> [Supplied text]:
▶

Walmart uses their data to figure out which Walmart brand products they are going to sell. Instead of using search terms, they use product placement, making sure to place their brand near the product it is imitating. Dandruff shampoo next to name brand dandruff shampoo: Mac 'n' cheese next to mac 'n' cheese.

In fact, it is quite amazing how much brick-and-mortar stores can figure out about people simply by analyzing receipts - in some cases, figuring out folks were pregnant before they knew. [1]

[1]https://www.forbes.com/sites/kashmirhill/2012/02/16/how-targ...


No, Walmart pays for nearly all the products on their shelves, except for new products which might be sold on a consignment basis.

Companies paying for product placement does not change the simple truth that Walmart has paid for the product (in the legal and financial sense, even if they haven't actually forked over the cash in the actual/economic sense), and the supplier is paying for product placement through discounts or other non-cash consideration.

If wal-mart is anything like the pharmacy I worked at, magazines and greeting cards are similar (only pay for what is sold, credited for the rest, and a rep probably takes care of stocking things).

No, Walmart and Target are not like the pharmacy you worked for. Target and RiteAid were former clients, I know exactly how they paid for their inventory.

◀

[Text-to-region grounding data]
▶

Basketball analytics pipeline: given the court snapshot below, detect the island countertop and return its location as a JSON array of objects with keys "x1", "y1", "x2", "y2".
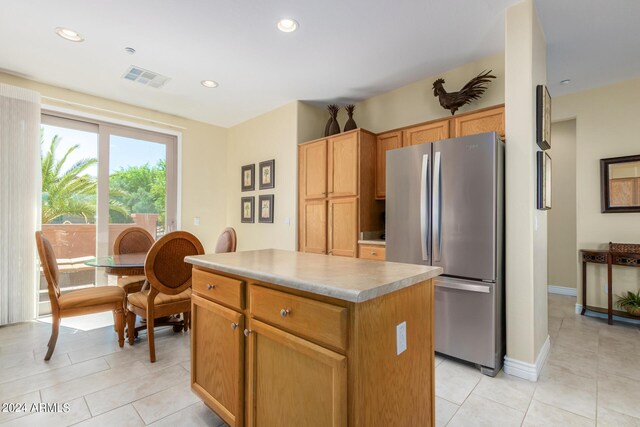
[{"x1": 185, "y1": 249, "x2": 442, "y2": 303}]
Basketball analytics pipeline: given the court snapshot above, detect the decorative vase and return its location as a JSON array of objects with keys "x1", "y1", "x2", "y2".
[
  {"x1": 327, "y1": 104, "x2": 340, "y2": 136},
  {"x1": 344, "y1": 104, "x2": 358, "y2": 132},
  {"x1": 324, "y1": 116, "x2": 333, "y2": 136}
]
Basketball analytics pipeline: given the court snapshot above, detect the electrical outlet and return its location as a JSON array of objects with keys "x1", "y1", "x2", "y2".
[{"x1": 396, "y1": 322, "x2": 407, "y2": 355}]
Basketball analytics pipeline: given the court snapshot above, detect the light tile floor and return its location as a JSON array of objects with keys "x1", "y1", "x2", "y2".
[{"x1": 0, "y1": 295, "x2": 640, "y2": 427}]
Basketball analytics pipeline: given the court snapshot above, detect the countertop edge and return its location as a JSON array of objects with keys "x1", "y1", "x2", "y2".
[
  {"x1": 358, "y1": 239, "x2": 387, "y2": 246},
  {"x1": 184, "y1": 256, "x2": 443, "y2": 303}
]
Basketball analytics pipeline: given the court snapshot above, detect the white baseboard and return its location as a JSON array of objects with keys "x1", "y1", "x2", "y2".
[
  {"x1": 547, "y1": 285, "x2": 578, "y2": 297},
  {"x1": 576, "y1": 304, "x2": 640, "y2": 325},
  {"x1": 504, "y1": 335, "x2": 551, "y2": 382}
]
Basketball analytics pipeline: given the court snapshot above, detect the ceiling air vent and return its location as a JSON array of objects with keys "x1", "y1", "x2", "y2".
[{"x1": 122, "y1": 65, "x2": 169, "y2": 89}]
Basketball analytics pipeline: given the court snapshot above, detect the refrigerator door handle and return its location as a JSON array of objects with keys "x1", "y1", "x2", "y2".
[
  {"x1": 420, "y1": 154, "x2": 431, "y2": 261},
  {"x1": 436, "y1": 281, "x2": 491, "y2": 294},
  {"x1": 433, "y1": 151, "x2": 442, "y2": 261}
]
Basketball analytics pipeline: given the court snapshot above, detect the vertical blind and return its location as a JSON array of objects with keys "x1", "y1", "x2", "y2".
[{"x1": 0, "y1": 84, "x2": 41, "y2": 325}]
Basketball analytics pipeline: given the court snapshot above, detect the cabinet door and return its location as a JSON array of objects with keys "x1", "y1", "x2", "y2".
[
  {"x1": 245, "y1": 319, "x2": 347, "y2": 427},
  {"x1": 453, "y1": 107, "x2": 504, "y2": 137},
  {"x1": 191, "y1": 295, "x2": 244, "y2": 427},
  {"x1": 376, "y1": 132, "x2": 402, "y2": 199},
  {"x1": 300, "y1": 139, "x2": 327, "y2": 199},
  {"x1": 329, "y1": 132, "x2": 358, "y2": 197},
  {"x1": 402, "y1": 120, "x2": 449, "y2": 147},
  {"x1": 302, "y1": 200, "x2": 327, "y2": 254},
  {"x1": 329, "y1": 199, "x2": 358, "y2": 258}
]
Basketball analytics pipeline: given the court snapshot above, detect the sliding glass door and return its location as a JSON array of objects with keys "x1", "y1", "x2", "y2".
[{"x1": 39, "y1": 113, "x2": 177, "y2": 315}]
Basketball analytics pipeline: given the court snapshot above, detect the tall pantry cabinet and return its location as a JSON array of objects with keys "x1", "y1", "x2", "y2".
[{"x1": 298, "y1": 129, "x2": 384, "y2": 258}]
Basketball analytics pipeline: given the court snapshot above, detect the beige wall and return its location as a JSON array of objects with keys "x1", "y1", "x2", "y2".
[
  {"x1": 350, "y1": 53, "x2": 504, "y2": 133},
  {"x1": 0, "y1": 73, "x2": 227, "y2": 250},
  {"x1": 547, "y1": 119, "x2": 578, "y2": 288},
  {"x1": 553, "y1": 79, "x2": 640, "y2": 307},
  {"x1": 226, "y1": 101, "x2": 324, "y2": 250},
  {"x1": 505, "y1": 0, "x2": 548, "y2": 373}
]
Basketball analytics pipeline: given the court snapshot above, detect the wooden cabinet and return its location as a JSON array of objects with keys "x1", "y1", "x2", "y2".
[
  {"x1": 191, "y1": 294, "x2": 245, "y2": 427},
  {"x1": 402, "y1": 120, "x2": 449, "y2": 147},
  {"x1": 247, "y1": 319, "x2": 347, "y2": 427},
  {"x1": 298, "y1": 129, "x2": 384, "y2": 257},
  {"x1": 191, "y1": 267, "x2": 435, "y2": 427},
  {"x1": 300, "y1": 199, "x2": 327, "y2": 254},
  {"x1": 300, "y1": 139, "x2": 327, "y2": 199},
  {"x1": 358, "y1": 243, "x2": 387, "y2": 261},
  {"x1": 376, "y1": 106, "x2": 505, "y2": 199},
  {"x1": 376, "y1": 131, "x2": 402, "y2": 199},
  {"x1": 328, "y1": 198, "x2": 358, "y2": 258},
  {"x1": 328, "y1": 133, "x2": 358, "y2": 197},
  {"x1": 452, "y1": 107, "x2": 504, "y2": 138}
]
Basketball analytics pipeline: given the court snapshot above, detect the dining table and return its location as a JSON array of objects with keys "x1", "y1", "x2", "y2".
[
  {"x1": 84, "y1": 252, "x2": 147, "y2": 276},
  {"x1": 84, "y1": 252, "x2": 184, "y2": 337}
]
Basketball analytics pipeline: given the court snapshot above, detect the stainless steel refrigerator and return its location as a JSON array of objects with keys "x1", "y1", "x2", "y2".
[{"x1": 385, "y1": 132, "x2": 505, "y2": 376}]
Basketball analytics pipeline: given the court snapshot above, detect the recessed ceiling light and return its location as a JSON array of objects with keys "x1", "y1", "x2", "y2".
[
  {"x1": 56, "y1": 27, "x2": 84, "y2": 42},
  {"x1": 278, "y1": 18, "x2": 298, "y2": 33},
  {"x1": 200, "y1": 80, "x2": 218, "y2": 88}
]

◀

> [Problem set]:
**1.** Reproduce the passage of the retail discussion between "Walmart uses their" and "a consignment basis.", inclusive, swapping "receipts" for "purchase records".
**2.** Name every retail company mentioned in the retail discussion.
**3.** Answer from the retail discussion:
(a) What does Walmart use instead of search terms?
(b) Which products might be sold on a consignment basis?
(c) At the pharmacy described, which two kinds of goods were handled in a similar way?

> [Solution set]:
**1.**
Walmart uses their data to figure out which Walmart brand products they are going to sell. Instead of using search terms, they use product placement, making sure to place their brand near the product it is imitating. Dandruff shampoo next to name brand dandruff shampoo: Mac 'n' cheese next to mac 'n' cheese.

In fact, it is quite amazing how much brick-and-mortar stores can figure out about people simply by analyzing purchase records - in some cases, figuring out folks were pregnant before they knew. [1]

[1]https://www.forbes.com/sites/kashmirhill/2012/02/16/how-targ...


No, Walmart pays for nearly all the products on their shelves, except for new products which might be sold on a consignment basis.

**2.** Walmart, Target, RiteAid

**3.**
(a) Product placement
(b) New products
(c) Magazines and greeting cards